(Referring expression grounding data)

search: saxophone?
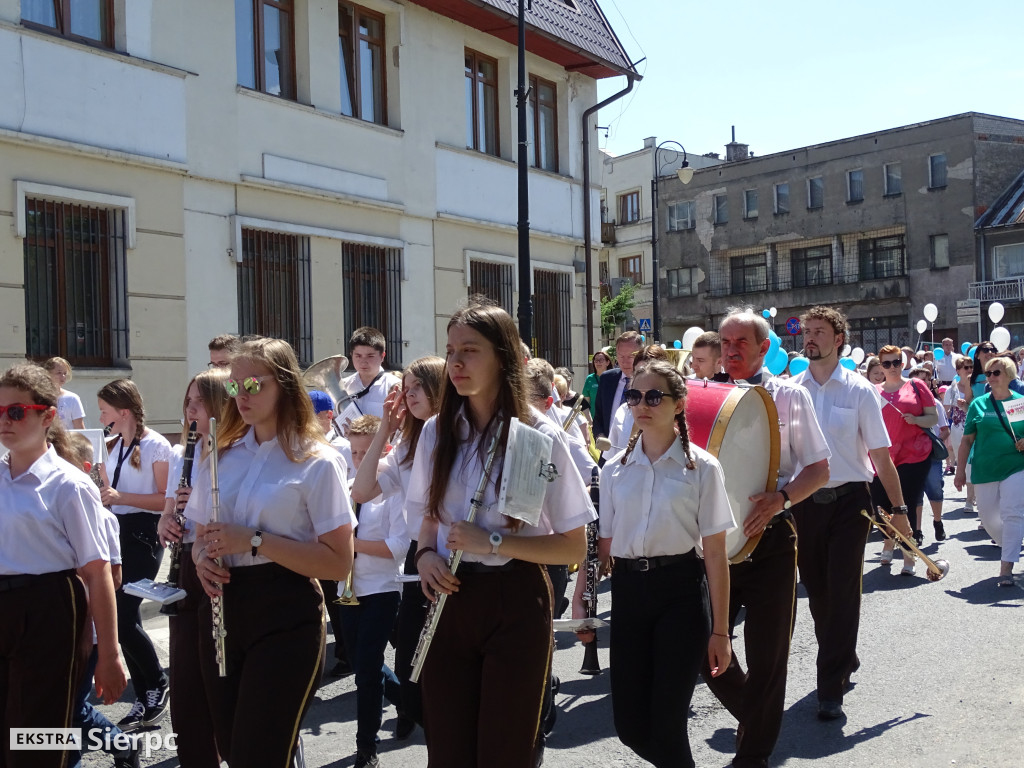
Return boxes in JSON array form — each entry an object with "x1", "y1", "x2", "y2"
[{"x1": 160, "y1": 421, "x2": 199, "y2": 617}]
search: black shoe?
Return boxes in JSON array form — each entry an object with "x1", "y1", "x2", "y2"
[
  {"x1": 354, "y1": 750, "x2": 380, "y2": 768},
  {"x1": 117, "y1": 700, "x2": 147, "y2": 733},
  {"x1": 534, "y1": 734, "x2": 546, "y2": 768},
  {"x1": 141, "y1": 685, "x2": 169, "y2": 727},
  {"x1": 934, "y1": 520, "x2": 946, "y2": 541},
  {"x1": 113, "y1": 739, "x2": 141, "y2": 768},
  {"x1": 913, "y1": 529, "x2": 924, "y2": 547},
  {"x1": 330, "y1": 660, "x2": 353, "y2": 677},
  {"x1": 395, "y1": 713, "x2": 416, "y2": 741},
  {"x1": 817, "y1": 700, "x2": 844, "y2": 720}
]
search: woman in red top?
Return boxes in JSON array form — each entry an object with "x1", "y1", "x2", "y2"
[{"x1": 870, "y1": 345, "x2": 939, "y2": 573}]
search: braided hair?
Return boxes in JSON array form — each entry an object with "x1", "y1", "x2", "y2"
[
  {"x1": 619, "y1": 360, "x2": 695, "y2": 470},
  {"x1": 97, "y1": 379, "x2": 146, "y2": 469}
]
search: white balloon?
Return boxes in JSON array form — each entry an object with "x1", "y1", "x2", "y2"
[
  {"x1": 989, "y1": 302, "x2": 1005, "y2": 324},
  {"x1": 916, "y1": 319, "x2": 927, "y2": 334},
  {"x1": 991, "y1": 326, "x2": 1011, "y2": 353},
  {"x1": 769, "y1": 307, "x2": 778, "y2": 318},
  {"x1": 681, "y1": 326, "x2": 704, "y2": 350},
  {"x1": 841, "y1": 344, "x2": 851, "y2": 357},
  {"x1": 923, "y1": 303, "x2": 938, "y2": 323},
  {"x1": 902, "y1": 351, "x2": 909, "y2": 369},
  {"x1": 851, "y1": 347, "x2": 865, "y2": 364}
]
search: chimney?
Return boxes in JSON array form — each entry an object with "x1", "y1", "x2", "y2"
[
  {"x1": 725, "y1": 125, "x2": 749, "y2": 163},
  {"x1": 643, "y1": 136, "x2": 656, "y2": 149}
]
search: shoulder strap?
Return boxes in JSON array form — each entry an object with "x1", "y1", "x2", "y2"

● What to do
The reply is to be all the records above, transcribed exactly, with no pictures.

● Solution below
search: saxophone?
Return boxes in JSON array form — each entry an object with "x1", "y1", "x2", "y2"
[{"x1": 160, "y1": 421, "x2": 199, "y2": 617}]
search: black shoe?
Return boxes in JSON array form — each entry an object with "x1", "y1", "x2", "y2"
[
  {"x1": 354, "y1": 750, "x2": 380, "y2": 768},
  {"x1": 117, "y1": 700, "x2": 147, "y2": 733},
  {"x1": 534, "y1": 734, "x2": 546, "y2": 768},
  {"x1": 141, "y1": 685, "x2": 169, "y2": 727},
  {"x1": 934, "y1": 520, "x2": 946, "y2": 541},
  {"x1": 113, "y1": 739, "x2": 141, "y2": 768},
  {"x1": 913, "y1": 529, "x2": 924, "y2": 547},
  {"x1": 330, "y1": 660, "x2": 353, "y2": 677},
  {"x1": 395, "y1": 713, "x2": 416, "y2": 741},
  {"x1": 817, "y1": 700, "x2": 844, "y2": 720}
]
search: woman in red top?
Return boxes in JSON array form — each entry an object with "x1", "y1", "x2", "y2"
[{"x1": 870, "y1": 345, "x2": 939, "y2": 573}]
search: braided hair?
Return boxes in JSON array form — each entry an object with "x1", "y1", "x2", "y2"
[
  {"x1": 619, "y1": 360, "x2": 695, "y2": 470},
  {"x1": 97, "y1": 379, "x2": 146, "y2": 469}
]
search: white balloon?
Return boxes in JSON array form — each entry an object with "x1", "y1", "x2", "y2"
[
  {"x1": 989, "y1": 302, "x2": 1005, "y2": 324},
  {"x1": 916, "y1": 319, "x2": 927, "y2": 334},
  {"x1": 991, "y1": 326, "x2": 1011, "y2": 353},
  {"x1": 769, "y1": 307, "x2": 778, "y2": 318},
  {"x1": 681, "y1": 326, "x2": 704, "y2": 350},
  {"x1": 841, "y1": 344, "x2": 851, "y2": 357},
  {"x1": 923, "y1": 303, "x2": 938, "y2": 323},
  {"x1": 902, "y1": 351, "x2": 909, "y2": 369},
  {"x1": 851, "y1": 347, "x2": 865, "y2": 364}
]
search: chimney?
Return boxes in JSON array form — each entry an object with "x1", "y1", "x2", "y2"
[
  {"x1": 725, "y1": 125, "x2": 749, "y2": 163},
  {"x1": 643, "y1": 136, "x2": 656, "y2": 149}
]
search: shoulder strap?
Return boxes in JSON array form — each entry an object with "x1", "y1", "x2", "y2"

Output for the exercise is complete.